■ TASK OBJECTIVE
Any picture in the data below should be skipped, while every line is repeated exactly.

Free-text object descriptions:
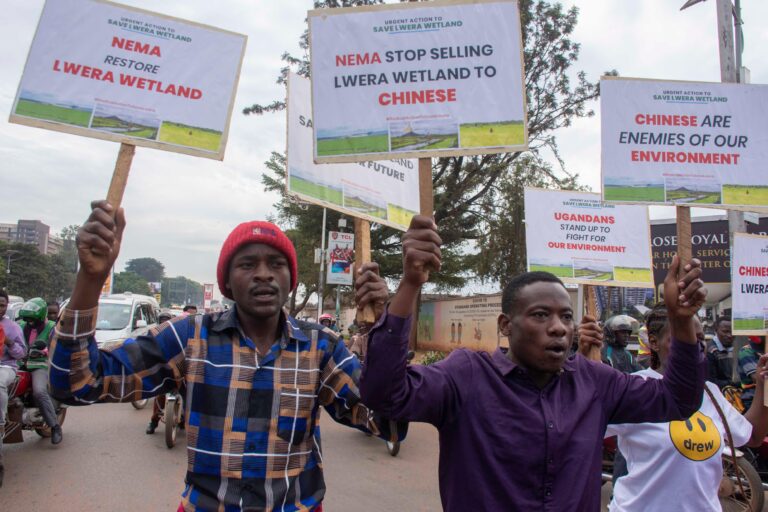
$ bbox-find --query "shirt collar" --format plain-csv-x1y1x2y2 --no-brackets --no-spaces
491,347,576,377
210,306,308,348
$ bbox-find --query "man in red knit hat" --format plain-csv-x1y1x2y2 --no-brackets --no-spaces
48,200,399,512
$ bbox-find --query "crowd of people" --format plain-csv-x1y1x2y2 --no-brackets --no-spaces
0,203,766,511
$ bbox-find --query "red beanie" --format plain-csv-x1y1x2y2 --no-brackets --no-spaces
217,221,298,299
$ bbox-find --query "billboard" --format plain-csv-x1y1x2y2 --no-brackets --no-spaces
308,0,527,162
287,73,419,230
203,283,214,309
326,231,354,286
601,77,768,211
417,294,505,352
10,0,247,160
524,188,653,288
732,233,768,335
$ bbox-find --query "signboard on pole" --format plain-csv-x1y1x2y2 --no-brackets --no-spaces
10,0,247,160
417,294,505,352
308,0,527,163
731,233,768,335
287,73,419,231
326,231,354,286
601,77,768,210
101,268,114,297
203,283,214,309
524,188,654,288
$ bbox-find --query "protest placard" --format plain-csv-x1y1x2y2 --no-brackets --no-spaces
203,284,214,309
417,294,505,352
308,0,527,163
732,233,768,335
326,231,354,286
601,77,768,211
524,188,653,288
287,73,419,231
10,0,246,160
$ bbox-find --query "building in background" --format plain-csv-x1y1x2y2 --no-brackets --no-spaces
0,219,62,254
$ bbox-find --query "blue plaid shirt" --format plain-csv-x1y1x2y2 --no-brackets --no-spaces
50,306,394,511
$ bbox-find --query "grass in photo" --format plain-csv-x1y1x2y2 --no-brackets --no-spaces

■ REPLY TO THE EXERCISE
$ bbox-find --query "shirt collar" --format plain-csv-x1y1x2y2 --no-brackets --no-spaces
491,347,576,377
210,306,308,348
$ bbox-find --query "man in red knit hat" --format plain-csv-x1y1x2y2 --no-brackets --no-spaces
48,200,399,512
$ bbox-find --query "crowd of people" --format plain-csv-x1y1x2y2 --no-brackets --no-spaces
0,203,766,511
$ bbox-find --query "red beanie" --format plain-csv-x1y1x2y2 --no-brackets --no-spaces
217,221,298,299
$ bbox-find --query "billboard" --format plain-csv-x1y1x2y2 --no-brackets --no-spaces
308,0,527,162
287,73,419,230
203,283,214,309
326,231,354,286
601,77,768,211
417,294,505,352
10,0,247,160
524,188,653,288
732,233,768,335
$ bbox-find --query "signboard on pole" --format plain-csv-x1y1x2y2 --no-brackets --no-spaces
10,0,247,160
417,294,505,352
308,0,527,163
731,233,768,335
287,73,419,231
326,231,354,286
601,77,768,210
101,268,114,297
203,283,214,309
524,188,654,288
$ bbox-find --query "protest placard" --format plain-csv-x1y1x2y2 --no-brackets --no-spaces
203,284,214,309
417,294,505,352
308,0,527,163
732,233,768,335
326,231,354,286
601,77,768,211
524,188,653,288
287,73,419,231
10,0,246,160
$ bbox-find --query "building in background" --format plain-csv-x1y1x2y2 --no-brackets --no-spaces
0,219,62,254
$ bbox-find --query "blue plaid shirt" --format plain-csv-x1y1x2y2 --no-brackets --no-spaces
50,306,394,511
$ bbox-find --query "grass in photo" --format plain-csv-x1y1x2y2 --no-brackets --no-spaces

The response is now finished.